* Aim of the exercise *
Extend the subordination and intercreditor agreement that follows, picking up immediately after its closing sentence on lien subordination.

* Passage to read *
SUBORDINATION AND INTERCREDITOR AGREEMENT
Exhibit 10.6
This Subordination and Intercreditor Agreement (this “Agreement”) is between Blue Moon Energy
Partners LLC, a Florida limited liability company (the “Subordinate Creditor”), and the holder of
the Senior Note (defined below) signatory hereto (the “Senior Creditor”), and is dated as of
June 4, 2009.
BACKGROUND
The Senior Creditor desires to purchase from Steel Vault Corporation, a Delaware corporation
(the “Issuer”), a Secured Convertible Promissory Note to be issued in the aggregate principal
amount of $500,000.00 (collectively, the “Senior Note”), which Senior Note will be secured by all
personal property of the Issuer pursuant to a Security Agreement entered into on the date hereof.
Subordinate Creditor has previously purchased from Issuer a Secured Convertible Promissory
Note in the principal amount of $190,000.00 (the “Subordinate Note”), which Subordinate Note is
secured by all personal property of the Issuer pursuant to a Security Agreement entered into on
March 20, 2009.
Subordinate Creditor is an affiliate of the Issuer and will derive a substantial benefit from
the purchase of the Senior Note by the Senior Creditor.
The Senior Creditor is unwilling to purchase the Senior Note unless the Subordinate Note is
subordinated to the Senior Note and to all of the Issuer’s obligations thereunder in the manner
hereinafter set forth.
Accordingly, in consideration of the mutual covenants and agreements set forth below, the
parties agree as follows:
TERMS
1. Payment Subordination. Upon the occurrence and during the continuance of any monetary
default or any event of default under the Senior Note, the Subordinate Creditor will not accept any
payment made by the Issuer in respect of the Subordinate Note until the Senior Note has been fully
paid and satisfied. Senior Creditor will have no right to demand payments already made to
Subordinate Creditor prior to any such default or event of default. The Subordinate Creditor will
not be deemed to have any knowledge of any such default or event of default until it receives
written notice thereof from the Senior Creditor.
2. Lien Subordination. Notwithstanding the terms or provisions of any agreement or
arrangement which any party may now or hereafter have with the Issuer or any rule of law and
irrespective of the time, order or method or attachment or perfection of any security interest or
the recordation or other filing in any public record of any financing statement, any lien,
encumbrance or security interest in the collateral granted to the Senior Creditor by the Issuer,
whether or not perfected, or any other right, title or interest of the Senior Creditor in such
collateral now or hereafter held by the Senior Creditor or Subordinate Creditor, are and will
remain at all times senior to any lien, encumbrance or security interest in the collateral granted
to the Subordinate Creditor by the Issuer, whether or not perfected, or any other right, title
or interest of the Subordinate Creditor in the collateral now or hereafter held by the Subordinate
Creditor.

* Material *
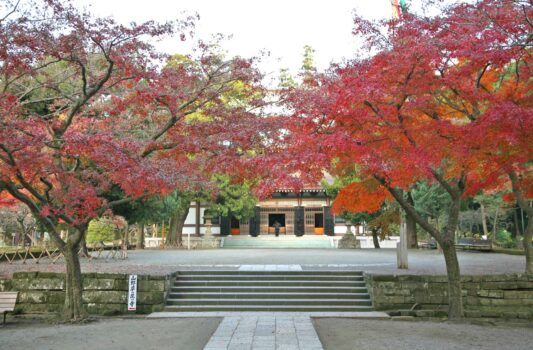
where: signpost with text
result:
[128,275,137,311]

* Final answer *
3. Priority of Payments. In case of any assignment by the Issuer for the benefit of its
creditors, any bankruptcy proceedings instituted by or against the Issuer’s assets, and any
dissolution or other winding up of the affairs of the Issuer or of the Issuer’s business, and in
all such cases respectively, the authorized representatives and owners of the Issuer and any
assignee, trustee in bankruptcy, receiver, and other person or persons in charge are hereby
directed to pay the Senior Creditor the full amount owed under the Senior Note before making any
payments owed to Subordinate Creditor under the Subordinate Note.
4. Conversion Right; Effect of Conversion. The Senior Creditor agrees that nothing herein
will prevent Subordinate Creditor from exercising its conversion rights under the Subordinate Note.
Upon either (a) the conversion of the Subordinate Note or (b) the conversion of the Senior Note,
this Agreement will terminate.
5. Covenants of Subordinate Creditor. The Subordinate Creditor hereby agrees that so long as
any sum remains outstanding on the Subordinate Note:
a. The Subordinate Creditor will simultaneously send to the Senior Creditor due notice of all
defaults under the Subordinate Note. The Senior Creditor will have the right, but not the
obligation, to cure any such default within ten (10) days after the expiration of the applicable
grace period permitted to the Issuer under the Subordinate Note.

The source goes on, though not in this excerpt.